┌─ Data supplied
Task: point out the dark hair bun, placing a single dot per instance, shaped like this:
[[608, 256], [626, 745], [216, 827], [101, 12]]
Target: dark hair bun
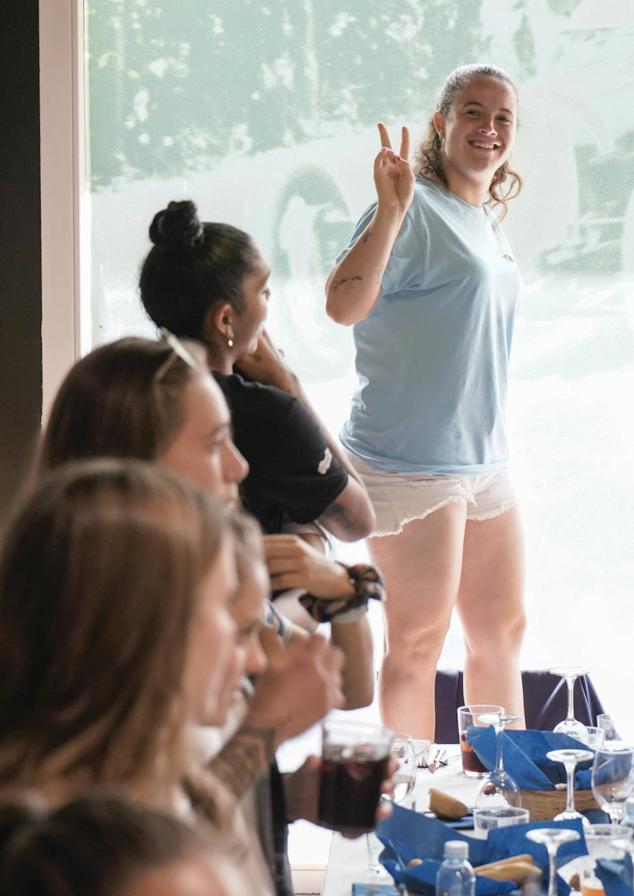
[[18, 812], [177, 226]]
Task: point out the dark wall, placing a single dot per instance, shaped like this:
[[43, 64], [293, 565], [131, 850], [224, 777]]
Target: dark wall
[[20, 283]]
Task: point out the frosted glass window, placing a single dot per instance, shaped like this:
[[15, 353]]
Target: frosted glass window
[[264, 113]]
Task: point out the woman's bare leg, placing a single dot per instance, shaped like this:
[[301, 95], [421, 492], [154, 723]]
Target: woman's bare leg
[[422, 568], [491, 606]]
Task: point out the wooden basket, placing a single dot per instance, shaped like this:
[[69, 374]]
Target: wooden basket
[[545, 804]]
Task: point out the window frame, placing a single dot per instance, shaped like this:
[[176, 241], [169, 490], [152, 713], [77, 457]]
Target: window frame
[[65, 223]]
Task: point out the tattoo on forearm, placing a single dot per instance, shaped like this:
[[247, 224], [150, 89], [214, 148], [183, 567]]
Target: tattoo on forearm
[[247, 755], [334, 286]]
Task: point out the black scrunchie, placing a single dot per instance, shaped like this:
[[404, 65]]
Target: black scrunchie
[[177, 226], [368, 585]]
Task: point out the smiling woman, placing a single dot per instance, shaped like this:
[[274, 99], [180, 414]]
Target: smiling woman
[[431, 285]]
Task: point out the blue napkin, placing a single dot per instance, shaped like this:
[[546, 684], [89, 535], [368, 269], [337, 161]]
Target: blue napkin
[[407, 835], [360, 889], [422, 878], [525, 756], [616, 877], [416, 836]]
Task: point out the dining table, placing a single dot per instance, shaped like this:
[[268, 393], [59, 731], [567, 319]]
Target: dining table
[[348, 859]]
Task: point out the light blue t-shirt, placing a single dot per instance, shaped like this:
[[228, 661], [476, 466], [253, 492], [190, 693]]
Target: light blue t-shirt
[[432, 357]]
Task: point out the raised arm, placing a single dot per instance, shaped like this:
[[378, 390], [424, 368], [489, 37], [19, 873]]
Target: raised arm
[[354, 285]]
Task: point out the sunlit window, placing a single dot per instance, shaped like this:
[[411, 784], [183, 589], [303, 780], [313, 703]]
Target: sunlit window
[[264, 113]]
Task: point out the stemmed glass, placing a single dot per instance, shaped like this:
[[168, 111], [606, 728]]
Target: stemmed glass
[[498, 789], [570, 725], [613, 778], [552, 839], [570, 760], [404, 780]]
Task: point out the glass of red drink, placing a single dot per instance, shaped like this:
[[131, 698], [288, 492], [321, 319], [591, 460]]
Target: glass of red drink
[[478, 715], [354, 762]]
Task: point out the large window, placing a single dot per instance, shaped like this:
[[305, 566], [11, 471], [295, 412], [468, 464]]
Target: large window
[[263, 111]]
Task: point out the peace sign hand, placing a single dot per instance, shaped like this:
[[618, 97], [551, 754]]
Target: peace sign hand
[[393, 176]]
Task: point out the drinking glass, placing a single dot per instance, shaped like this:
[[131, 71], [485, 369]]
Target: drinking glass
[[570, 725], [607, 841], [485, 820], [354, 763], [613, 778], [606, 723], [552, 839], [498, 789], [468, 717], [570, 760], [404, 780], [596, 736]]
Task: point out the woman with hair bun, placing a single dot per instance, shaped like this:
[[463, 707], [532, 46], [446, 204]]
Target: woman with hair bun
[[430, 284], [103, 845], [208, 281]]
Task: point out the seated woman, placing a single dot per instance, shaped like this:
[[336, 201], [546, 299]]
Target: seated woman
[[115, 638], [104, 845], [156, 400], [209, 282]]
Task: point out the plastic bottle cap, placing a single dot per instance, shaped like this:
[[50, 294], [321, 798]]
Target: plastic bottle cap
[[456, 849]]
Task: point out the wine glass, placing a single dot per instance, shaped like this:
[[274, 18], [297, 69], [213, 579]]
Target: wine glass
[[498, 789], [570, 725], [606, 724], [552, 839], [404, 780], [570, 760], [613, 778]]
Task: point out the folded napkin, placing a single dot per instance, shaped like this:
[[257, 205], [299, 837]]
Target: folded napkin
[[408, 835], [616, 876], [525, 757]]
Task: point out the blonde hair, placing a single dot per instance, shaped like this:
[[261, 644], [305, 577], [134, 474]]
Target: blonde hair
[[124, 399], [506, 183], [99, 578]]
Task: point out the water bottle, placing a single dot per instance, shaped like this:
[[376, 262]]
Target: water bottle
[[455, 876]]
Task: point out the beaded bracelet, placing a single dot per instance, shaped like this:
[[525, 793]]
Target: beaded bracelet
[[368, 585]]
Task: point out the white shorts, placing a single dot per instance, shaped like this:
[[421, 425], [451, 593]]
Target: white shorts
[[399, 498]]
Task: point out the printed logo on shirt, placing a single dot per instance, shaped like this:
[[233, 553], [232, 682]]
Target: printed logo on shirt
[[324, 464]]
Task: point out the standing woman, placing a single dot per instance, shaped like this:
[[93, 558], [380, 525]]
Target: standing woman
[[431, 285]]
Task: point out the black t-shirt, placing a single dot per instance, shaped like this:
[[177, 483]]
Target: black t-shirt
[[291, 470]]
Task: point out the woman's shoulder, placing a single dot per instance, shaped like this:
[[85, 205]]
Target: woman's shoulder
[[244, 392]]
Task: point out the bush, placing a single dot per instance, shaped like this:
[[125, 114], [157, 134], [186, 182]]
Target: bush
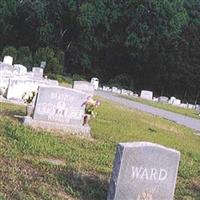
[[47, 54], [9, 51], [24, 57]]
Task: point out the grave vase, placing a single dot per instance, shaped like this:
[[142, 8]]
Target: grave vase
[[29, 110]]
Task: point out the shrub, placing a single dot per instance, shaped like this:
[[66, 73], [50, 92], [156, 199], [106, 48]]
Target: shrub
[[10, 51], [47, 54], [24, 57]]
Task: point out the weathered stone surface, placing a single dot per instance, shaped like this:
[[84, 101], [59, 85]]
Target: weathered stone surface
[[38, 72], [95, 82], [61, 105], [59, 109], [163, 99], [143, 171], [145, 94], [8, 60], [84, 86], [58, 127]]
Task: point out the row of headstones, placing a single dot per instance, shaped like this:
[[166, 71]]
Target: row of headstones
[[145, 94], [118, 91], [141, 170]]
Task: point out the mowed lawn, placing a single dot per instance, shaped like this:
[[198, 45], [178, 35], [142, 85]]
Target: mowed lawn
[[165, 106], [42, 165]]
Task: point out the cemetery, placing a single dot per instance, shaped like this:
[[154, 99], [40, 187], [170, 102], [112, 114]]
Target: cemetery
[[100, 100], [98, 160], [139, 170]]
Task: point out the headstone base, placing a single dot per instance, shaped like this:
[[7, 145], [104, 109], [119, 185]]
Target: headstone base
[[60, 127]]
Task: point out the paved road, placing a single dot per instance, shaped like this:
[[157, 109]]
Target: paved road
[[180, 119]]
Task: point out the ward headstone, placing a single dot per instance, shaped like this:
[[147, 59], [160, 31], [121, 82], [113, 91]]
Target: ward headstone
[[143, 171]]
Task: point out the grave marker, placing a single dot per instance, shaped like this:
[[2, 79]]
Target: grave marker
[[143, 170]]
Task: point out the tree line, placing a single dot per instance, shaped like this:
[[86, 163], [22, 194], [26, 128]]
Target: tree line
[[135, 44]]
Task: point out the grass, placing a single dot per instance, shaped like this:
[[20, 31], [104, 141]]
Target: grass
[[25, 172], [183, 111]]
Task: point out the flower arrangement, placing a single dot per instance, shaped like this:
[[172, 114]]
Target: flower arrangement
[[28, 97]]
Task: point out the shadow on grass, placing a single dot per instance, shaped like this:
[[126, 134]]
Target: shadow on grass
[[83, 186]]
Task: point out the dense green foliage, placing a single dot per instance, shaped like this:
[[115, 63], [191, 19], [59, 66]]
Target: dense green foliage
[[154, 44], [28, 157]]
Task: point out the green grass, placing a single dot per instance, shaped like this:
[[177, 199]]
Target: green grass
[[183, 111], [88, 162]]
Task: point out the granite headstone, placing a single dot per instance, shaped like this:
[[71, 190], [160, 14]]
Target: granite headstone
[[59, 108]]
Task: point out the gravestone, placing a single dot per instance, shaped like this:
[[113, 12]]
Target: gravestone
└─
┌─ Data supplied
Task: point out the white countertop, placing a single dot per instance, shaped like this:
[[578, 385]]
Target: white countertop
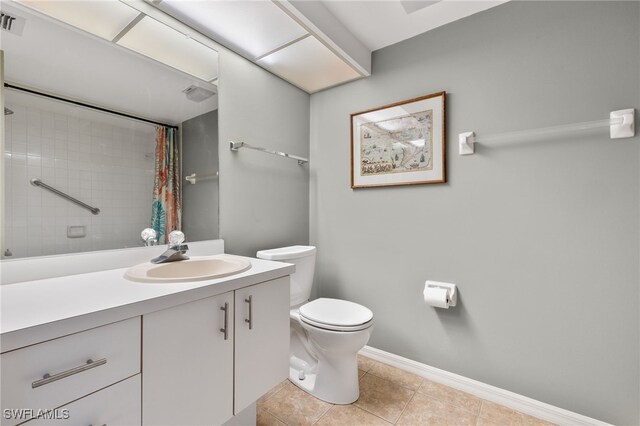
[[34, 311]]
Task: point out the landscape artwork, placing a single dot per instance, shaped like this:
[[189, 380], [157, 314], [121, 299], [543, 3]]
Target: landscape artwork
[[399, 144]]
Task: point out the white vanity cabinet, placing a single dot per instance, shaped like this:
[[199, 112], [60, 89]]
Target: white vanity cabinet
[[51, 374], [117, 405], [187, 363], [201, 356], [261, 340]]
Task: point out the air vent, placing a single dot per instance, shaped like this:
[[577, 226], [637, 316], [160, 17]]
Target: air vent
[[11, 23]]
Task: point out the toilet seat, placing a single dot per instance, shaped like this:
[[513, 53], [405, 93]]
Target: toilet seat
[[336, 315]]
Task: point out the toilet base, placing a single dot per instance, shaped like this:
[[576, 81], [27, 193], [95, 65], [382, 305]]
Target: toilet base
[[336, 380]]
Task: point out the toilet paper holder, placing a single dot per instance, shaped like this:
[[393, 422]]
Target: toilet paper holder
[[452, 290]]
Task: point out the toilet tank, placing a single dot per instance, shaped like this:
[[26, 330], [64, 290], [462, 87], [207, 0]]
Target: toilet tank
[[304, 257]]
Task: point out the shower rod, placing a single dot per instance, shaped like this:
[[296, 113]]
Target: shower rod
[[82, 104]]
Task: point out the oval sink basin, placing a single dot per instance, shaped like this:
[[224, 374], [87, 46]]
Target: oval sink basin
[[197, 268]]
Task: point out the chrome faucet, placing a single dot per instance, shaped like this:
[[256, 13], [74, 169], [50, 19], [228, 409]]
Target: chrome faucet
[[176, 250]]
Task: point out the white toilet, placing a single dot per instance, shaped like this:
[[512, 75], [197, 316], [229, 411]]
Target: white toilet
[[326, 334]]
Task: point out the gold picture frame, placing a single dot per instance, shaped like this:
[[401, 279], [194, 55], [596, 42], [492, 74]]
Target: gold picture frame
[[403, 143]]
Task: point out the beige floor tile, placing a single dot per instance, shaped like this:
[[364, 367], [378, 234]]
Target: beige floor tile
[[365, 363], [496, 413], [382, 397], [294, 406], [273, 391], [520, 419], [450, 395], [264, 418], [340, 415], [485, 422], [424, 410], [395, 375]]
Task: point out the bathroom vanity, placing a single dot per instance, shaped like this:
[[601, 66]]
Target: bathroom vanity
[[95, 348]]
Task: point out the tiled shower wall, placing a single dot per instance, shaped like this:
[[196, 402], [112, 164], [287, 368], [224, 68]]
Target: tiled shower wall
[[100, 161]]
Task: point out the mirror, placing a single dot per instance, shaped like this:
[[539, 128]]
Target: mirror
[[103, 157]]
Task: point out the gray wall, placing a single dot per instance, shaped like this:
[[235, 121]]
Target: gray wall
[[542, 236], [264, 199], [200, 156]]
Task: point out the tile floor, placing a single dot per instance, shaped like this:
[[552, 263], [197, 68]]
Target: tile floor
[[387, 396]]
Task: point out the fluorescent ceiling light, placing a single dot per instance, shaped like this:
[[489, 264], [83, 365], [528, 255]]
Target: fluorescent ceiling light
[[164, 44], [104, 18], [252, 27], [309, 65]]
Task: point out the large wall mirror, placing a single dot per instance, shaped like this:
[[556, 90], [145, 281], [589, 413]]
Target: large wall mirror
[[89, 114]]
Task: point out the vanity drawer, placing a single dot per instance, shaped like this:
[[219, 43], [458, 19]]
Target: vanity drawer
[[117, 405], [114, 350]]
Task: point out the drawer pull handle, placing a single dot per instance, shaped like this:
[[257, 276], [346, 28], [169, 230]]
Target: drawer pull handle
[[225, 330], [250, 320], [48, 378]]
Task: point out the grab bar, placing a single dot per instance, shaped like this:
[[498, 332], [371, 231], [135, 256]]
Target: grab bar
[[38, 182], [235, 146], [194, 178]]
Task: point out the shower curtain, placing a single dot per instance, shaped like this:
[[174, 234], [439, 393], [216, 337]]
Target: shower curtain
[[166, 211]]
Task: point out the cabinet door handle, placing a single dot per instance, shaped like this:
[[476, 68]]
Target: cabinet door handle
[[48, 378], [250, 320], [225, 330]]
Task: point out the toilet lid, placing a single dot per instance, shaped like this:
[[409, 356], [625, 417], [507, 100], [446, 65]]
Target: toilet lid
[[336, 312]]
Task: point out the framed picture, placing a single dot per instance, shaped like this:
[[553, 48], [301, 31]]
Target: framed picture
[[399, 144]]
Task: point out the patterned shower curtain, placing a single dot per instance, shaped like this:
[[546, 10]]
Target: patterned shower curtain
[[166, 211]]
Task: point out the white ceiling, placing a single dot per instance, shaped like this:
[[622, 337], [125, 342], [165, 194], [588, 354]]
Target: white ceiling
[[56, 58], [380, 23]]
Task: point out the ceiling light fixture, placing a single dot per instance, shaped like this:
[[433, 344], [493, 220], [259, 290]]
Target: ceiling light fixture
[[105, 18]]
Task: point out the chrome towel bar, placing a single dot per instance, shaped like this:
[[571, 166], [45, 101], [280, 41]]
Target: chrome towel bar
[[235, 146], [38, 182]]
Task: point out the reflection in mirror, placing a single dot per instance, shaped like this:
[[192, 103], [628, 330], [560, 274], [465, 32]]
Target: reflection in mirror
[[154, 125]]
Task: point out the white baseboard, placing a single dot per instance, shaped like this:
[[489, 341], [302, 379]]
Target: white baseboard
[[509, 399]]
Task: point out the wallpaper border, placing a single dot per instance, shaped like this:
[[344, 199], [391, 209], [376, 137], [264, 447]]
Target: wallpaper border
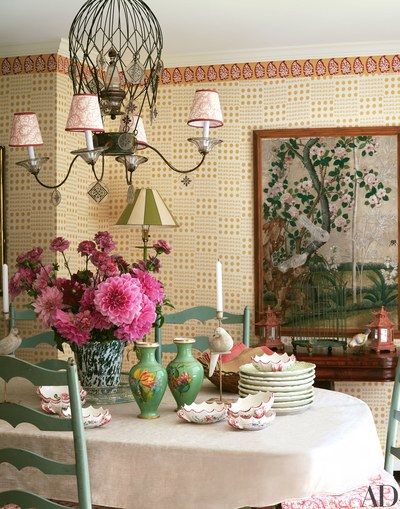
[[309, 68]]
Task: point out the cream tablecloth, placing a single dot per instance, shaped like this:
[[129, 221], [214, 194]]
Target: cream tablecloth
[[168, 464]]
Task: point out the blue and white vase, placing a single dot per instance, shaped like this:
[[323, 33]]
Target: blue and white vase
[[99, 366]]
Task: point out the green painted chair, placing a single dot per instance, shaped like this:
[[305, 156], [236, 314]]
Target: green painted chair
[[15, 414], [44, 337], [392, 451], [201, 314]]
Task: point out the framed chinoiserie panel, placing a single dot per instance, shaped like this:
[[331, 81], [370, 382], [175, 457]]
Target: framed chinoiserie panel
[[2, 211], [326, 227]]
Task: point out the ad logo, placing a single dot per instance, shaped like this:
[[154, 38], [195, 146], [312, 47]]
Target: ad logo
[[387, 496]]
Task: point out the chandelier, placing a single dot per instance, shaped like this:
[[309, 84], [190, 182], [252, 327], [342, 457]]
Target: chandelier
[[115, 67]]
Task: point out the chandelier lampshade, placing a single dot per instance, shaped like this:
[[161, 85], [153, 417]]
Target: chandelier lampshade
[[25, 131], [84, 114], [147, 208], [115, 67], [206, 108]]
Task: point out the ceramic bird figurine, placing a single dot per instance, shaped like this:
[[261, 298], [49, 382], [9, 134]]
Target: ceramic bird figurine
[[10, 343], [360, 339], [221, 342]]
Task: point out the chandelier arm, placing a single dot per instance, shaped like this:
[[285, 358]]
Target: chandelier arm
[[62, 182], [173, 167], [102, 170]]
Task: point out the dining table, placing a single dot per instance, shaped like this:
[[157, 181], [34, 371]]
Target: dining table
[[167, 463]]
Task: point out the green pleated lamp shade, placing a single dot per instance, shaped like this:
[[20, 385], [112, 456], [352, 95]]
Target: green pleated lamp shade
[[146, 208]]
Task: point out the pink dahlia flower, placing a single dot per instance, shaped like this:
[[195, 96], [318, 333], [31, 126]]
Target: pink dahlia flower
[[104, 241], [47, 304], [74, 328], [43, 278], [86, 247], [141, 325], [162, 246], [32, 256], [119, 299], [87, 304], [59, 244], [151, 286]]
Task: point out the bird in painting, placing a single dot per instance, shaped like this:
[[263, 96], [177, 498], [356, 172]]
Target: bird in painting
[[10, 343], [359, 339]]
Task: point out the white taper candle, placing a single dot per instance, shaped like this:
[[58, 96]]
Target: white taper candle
└─
┌─ Data supplied
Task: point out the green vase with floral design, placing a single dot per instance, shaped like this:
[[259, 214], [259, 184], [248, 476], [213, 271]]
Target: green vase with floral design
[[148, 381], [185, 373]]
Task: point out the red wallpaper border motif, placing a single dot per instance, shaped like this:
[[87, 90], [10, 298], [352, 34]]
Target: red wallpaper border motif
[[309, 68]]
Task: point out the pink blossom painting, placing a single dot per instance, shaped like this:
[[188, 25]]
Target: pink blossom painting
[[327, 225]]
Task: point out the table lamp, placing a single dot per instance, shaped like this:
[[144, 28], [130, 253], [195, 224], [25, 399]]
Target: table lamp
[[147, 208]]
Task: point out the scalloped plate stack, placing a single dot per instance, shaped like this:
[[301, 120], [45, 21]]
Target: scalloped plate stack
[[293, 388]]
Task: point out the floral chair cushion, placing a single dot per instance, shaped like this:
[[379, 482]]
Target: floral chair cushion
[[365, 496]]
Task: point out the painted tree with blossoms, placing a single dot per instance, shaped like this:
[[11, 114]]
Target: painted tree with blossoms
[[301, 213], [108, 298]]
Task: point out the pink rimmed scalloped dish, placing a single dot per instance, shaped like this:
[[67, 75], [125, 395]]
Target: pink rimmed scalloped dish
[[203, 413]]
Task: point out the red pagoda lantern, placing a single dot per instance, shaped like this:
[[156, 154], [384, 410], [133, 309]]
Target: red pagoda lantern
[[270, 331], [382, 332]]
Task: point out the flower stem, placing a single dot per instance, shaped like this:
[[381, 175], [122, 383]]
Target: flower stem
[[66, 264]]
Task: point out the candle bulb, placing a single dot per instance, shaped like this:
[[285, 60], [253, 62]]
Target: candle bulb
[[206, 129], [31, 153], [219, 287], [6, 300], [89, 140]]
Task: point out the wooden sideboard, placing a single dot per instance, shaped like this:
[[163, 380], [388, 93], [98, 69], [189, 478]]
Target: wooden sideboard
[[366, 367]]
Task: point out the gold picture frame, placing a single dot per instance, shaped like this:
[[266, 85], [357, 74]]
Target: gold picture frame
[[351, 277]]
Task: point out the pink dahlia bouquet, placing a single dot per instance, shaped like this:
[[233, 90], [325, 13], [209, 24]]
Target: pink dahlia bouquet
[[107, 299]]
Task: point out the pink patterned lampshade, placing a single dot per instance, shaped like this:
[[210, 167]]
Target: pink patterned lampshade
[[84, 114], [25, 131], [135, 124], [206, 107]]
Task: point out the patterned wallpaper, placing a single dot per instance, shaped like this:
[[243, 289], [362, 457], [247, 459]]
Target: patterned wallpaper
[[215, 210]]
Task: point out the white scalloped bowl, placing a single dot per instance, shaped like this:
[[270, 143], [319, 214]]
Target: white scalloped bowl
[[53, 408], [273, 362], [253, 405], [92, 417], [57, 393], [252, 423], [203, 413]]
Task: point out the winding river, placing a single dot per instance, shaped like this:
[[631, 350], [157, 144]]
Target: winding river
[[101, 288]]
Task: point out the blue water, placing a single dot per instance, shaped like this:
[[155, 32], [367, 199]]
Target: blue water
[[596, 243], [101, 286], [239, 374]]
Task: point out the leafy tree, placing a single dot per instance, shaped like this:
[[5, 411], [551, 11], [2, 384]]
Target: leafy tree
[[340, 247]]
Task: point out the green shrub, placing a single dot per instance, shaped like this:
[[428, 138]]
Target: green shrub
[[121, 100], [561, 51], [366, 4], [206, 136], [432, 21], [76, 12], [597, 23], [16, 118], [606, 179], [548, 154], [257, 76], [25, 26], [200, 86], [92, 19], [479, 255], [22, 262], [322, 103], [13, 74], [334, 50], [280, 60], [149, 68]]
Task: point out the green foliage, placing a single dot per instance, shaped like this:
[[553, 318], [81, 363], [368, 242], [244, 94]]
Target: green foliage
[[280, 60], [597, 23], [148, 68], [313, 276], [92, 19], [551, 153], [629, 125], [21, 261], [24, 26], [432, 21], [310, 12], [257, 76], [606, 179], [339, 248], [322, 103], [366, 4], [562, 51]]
└─
--- Problem requirements ---
Copy the items word for word, beginning at the line that contains "Task: point out the dark hair" and stopping after the line that contains "[[65, 223]]". Leave the pictures out of your copy.

--- Response to this exercise ---
Task: point out the dark hair bun, placing a single dot per instance, shaped like this:
[[608, 256], [626, 745], [216, 827], [101, 12]]
Target: dark hair bun
[[18, 812], [177, 226]]
Task: point out the dark wall, placing a single dot per instance, shaped like this:
[[43, 64], [293, 565], [131, 850], [224, 777]]
Target: dark wall
[[20, 283]]
Task: point out the frosted glass window, placing a single dot per instance, shaped like this:
[[15, 353]]
Target: frosted glass window
[[264, 113]]
Task: point out the woman's bare leg, placing a single dot per instance, shaped like this:
[[301, 95], [421, 492], [154, 723]]
Target: woman's bare leg
[[422, 568], [491, 606]]
Task: point out the wooden basket, placing a single dot per instance, shaped like this:
[[69, 374]]
Target: wooden basket
[[545, 804]]
Task: point out the window frame, placing a single dot per instance, shaped like this:
[[176, 241], [169, 490], [152, 713], [77, 457]]
Target: window frame
[[65, 223]]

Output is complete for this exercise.